#### Aufgabenstellung:
Schreib den Abschnitt des Beschlusses, der mit den Worten "nachgehend BGH, 4." beginnt und mit "Zahlung der Beschwerdegebühr)" endet, noch einmal ab und ändere dabei "Patentanmeldung" in "Gebrauchsmusteranmeldung".
**** Zitierter Text ****
Patent- und Markenrecht

Patentbeschwerdeverfahren – zu einem Ablehnungsgesuch mit verunglimpfenden Ausführungen – Erinnerung gegen Feststellungsbeschluss – zur Hemmung der Frist zur Einzahlung der Beschwerdegebühr durch Einreichung eines Gesuchs um Bewilligung von Verfahrenskostenhilfe – fehlende Zahlung der Beschwerdegebühr – Fiktion der Nichterhebung der Beschwerde

Aktenzeichen  7 W (pat) 10/19, verb. m. 7 W (pat) 13/19

Datum:
9.6.2020
Rechtsgebiet:
Gerichtsart:
Gerichtsort:
München
Dokumenttyp:
Beschluss
ECLI:
ECLI:DE:BPatG:2020:090620B7Wpat10.19.0
Normen:
§ 86 Abs 1 PatG
§ 42 ZPO
§ 44 ZPO
§ 47 ZPO
§ 73 Abs 1 PatG
§ 134 PatG
§ 6 Abs 2 PatKostG
Spruchkörper:
7. Senat

Verfahrensgang

nachgehend BGH, 4. August 2020, Az: X ZB 5/20, Beschlussnachgehend BGH, 13. Oktober 2020, Az: X ZB 5/20, Beschluss

Tenor

In der Beschwerdesache

betreffend die Patentanmeldung …
(wegen Ablehnungsgesuch; Erinnerung gegen Feststellungsbeschluss,
hier: fehlende Zahlung der Beschwerdegebühr)
hat der 7. Senat (Juristischer Beschwerdesenat und Nichtigkeitssenat) des Bundespatentgerichts am 9. Juni 2020 durch den Vorsitzenden Richter Rauch, die Richterin Püschel und die Richterin Dr. Schnurr
beschlossen:
1. Das auf Ablehnung der auch bei vorliegender Beschlussfassung beteiligten Richter wegen Befangenheit gerichtete Gesuch vom 3. Februar 2020 wird als unzulässig verworfen.
**** Gegebene Informationen ****
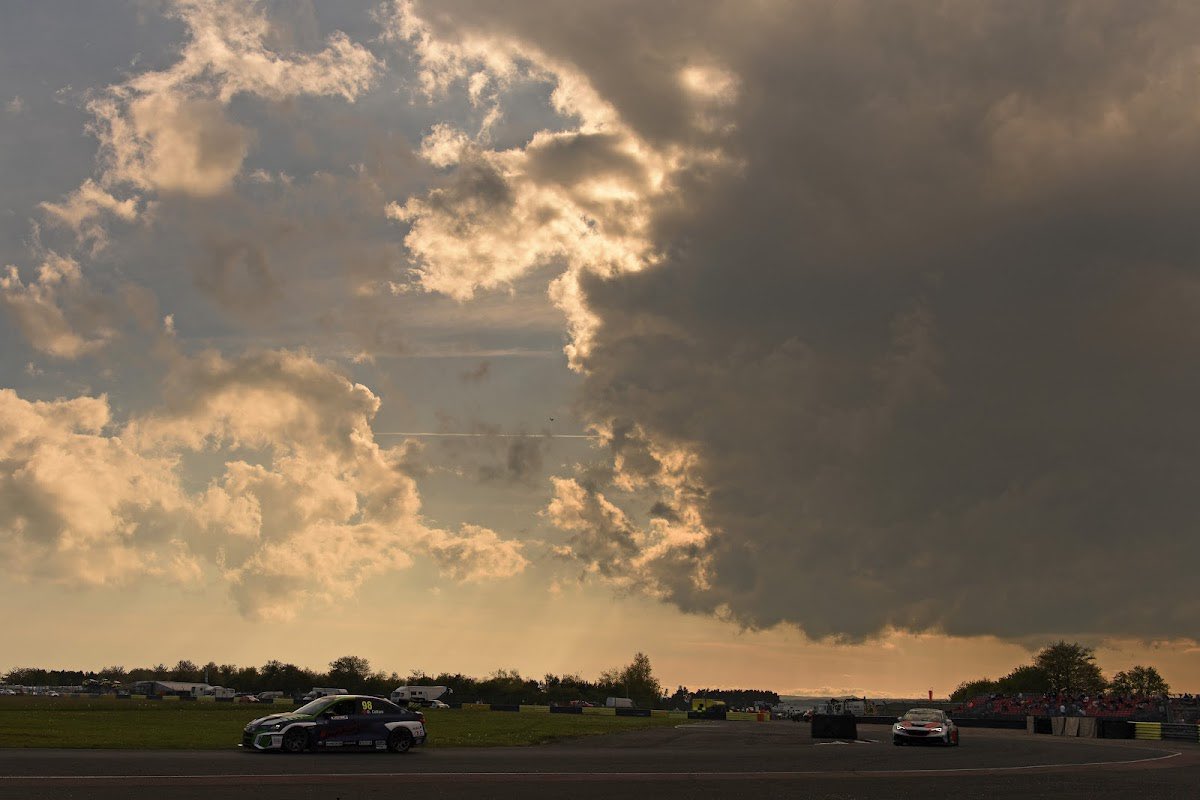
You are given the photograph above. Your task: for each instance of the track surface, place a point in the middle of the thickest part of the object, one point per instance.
(707, 759)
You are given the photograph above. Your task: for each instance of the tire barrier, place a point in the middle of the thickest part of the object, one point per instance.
(829, 726)
(1107, 728)
(1000, 725)
(1181, 731)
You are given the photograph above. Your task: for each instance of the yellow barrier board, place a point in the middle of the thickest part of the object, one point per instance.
(1150, 731)
(600, 710)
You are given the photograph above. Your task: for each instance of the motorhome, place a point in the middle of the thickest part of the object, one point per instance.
(423, 695)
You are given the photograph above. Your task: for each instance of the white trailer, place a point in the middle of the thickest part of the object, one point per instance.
(419, 693)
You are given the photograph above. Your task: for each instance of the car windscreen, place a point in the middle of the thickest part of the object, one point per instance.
(316, 707)
(923, 715)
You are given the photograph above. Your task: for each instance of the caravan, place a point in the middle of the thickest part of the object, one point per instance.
(419, 695)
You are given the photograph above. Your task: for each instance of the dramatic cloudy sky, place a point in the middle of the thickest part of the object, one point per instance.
(807, 346)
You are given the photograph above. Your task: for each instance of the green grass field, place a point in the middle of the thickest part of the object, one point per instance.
(141, 725)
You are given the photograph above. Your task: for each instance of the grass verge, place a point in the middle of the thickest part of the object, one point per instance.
(143, 725)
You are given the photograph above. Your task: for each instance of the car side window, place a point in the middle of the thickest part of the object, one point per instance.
(343, 708)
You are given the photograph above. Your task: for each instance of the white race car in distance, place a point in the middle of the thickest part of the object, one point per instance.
(925, 725)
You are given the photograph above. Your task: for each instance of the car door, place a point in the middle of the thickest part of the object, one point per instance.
(340, 725)
(373, 714)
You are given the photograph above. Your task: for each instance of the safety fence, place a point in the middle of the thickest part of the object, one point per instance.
(1113, 728)
(604, 710)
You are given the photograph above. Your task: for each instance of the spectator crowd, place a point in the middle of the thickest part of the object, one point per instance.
(1170, 708)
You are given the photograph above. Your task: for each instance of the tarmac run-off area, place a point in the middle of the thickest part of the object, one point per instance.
(748, 759)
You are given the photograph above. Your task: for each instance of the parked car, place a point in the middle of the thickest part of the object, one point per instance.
(345, 722)
(918, 726)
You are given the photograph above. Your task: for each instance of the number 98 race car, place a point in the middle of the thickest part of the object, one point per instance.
(925, 725)
(342, 721)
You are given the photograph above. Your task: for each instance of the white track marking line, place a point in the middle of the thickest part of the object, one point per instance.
(576, 775)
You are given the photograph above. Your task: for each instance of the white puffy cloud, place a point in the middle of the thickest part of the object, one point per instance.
(83, 210)
(57, 312)
(888, 311)
(299, 504)
(168, 130)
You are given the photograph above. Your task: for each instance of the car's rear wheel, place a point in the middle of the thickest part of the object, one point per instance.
(400, 740)
(295, 741)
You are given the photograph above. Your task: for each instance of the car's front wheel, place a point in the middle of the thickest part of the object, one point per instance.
(400, 740)
(295, 741)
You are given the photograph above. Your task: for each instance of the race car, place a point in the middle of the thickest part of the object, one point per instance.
(925, 726)
(343, 722)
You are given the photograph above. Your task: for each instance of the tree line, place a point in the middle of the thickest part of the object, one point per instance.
(635, 680)
(1067, 668)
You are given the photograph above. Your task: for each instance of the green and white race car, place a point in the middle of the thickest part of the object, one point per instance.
(343, 722)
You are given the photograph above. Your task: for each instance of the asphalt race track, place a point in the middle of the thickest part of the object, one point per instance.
(735, 759)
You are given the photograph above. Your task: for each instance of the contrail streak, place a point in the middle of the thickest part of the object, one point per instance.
(499, 435)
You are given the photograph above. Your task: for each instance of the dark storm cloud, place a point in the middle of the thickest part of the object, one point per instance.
(934, 344)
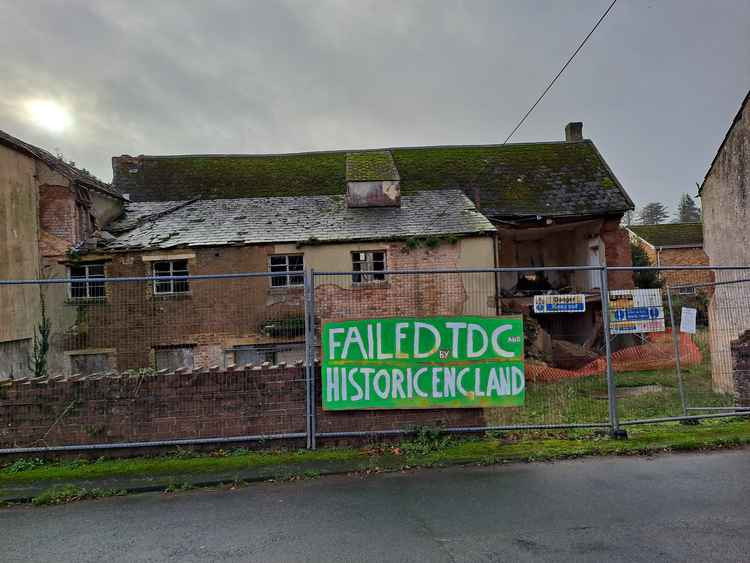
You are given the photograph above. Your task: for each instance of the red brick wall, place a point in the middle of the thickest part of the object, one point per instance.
(183, 406)
(220, 313)
(400, 295)
(57, 212)
(214, 313)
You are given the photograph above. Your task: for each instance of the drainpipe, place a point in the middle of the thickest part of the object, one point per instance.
(497, 275)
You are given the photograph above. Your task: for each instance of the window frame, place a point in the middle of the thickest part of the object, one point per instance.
(369, 262)
(86, 282)
(286, 279)
(171, 284)
(270, 351)
(172, 348)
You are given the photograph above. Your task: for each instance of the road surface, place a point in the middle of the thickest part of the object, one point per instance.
(668, 508)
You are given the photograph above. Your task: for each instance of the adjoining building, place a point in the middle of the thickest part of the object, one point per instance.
(675, 244)
(725, 202)
(47, 208)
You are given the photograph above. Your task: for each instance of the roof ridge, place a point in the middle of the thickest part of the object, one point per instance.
(345, 151)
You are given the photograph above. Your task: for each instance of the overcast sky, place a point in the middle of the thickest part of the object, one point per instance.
(656, 86)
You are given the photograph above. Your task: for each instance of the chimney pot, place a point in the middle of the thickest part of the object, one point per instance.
(574, 131)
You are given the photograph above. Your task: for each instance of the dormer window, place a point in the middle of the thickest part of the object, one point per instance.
(87, 281)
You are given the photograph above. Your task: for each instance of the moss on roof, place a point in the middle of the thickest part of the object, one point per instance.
(368, 166)
(549, 179)
(670, 234)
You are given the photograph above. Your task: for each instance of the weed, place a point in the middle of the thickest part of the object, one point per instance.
(24, 464)
(425, 440)
(70, 493)
(178, 487)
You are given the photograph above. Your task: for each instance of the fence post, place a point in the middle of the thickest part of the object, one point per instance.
(676, 339)
(611, 385)
(310, 356)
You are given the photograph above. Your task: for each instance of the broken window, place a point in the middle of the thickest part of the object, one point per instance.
(370, 262)
(169, 268)
(284, 263)
(174, 357)
(256, 355)
(89, 281)
(86, 364)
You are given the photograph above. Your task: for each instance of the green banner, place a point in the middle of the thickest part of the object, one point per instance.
(422, 363)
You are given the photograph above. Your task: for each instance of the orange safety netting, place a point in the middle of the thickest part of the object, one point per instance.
(656, 353)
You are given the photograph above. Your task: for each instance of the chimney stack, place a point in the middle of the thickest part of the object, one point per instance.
(574, 131)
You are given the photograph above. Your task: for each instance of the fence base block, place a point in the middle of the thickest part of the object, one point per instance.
(690, 422)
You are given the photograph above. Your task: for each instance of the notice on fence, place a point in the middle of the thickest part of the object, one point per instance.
(635, 311)
(687, 320)
(423, 363)
(569, 303)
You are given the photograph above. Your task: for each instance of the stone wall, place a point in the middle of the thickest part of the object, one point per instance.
(206, 404)
(725, 207)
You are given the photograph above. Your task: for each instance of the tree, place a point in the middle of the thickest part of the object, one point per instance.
(643, 279)
(687, 210)
(653, 213)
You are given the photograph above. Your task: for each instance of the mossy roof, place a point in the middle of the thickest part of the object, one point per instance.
(311, 219)
(366, 166)
(670, 234)
(548, 179)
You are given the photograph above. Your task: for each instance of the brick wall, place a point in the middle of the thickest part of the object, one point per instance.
(401, 295)
(204, 404)
(218, 314)
(214, 314)
(58, 214)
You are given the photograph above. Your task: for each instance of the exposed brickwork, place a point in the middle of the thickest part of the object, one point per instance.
(211, 316)
(219, 314)
(183, 406)
(58, 213)
(680, 257)
(399, 295)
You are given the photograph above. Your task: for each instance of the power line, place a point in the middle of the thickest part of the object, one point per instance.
(544, 93)
(570, 60)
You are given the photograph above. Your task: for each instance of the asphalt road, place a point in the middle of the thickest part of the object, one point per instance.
(668, 508)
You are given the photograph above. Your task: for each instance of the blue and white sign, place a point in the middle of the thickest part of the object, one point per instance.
(568, 303)
(636, 311)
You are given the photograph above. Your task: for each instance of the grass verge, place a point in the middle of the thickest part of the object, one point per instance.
(428, 448)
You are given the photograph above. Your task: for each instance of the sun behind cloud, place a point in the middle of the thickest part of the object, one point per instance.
(49, 115)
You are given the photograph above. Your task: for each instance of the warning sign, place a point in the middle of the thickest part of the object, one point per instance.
(635, 311)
****
#### Lösung:
nachgehend BGH, 4. August 2020, Az: X ZB 5/20, Beschlussnachgehend BGH, 13. Oktober 2020, Az: X ZB 5/20, Beschluss

Tenor

In der Beschwerdesache

betreffend die Gebrauchsmusteranmeldung …
(wegen Ablehnungsgesuch; Erinnerung gegen Feststellungsbeschluss,
hier: fehlende Zahlung der Beschwerdegebühr)